- [TASK INSTRUCTIONS] Repeat the records below word for word, but start at the line that contains "column 28, row 201", stop after the last line, and include nothing else.

#####

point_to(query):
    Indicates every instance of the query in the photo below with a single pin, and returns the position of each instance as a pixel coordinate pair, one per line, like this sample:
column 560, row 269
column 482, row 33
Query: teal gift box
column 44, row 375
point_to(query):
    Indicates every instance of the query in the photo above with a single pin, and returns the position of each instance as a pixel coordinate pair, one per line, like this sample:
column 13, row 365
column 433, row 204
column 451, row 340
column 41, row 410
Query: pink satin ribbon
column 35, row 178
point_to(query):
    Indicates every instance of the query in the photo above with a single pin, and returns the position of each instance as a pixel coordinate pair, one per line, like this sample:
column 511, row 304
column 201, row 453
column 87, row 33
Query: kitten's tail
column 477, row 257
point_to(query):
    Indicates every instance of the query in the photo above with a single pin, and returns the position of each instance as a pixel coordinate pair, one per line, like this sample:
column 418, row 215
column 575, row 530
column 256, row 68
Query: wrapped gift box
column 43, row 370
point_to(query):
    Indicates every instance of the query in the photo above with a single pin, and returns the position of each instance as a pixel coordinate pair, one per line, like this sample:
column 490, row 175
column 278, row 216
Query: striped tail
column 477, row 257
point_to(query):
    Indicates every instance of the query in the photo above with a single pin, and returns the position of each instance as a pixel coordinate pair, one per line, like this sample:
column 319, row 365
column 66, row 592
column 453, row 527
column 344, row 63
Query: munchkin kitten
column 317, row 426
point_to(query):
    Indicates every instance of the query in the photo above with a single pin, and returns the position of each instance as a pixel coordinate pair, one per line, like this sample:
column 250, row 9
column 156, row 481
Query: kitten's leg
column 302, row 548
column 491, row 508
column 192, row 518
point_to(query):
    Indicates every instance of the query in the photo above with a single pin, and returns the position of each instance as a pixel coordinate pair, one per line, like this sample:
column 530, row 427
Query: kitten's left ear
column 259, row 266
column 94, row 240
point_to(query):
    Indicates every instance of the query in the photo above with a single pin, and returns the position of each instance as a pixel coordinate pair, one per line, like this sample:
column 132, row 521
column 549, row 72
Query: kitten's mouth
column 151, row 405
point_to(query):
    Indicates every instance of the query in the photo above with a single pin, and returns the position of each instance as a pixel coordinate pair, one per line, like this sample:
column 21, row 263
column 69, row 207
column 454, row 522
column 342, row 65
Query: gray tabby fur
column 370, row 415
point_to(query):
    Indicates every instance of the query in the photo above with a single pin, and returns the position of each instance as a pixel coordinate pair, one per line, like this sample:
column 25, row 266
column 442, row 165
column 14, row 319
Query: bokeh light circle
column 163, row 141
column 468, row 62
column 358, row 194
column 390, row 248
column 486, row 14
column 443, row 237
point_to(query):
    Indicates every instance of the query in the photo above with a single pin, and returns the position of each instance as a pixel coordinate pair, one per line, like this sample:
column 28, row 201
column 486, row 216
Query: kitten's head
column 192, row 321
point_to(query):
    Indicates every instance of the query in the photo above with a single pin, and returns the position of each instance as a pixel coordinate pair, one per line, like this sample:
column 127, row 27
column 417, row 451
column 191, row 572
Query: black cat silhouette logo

#####

- [EXERCISE OUTPUT]
column 28, row 201
column 486, row 216
Query: kitten's head
column 192, row 321
point_to(query):
    Indicates every instance of the query in the photo above with a single pin, and returns the position of each instance as a pixel coordinate pair, one per line, like this sample:
column 127, row 27
column 417, row 451
column 191, row 572
Query: black cat silhouette logo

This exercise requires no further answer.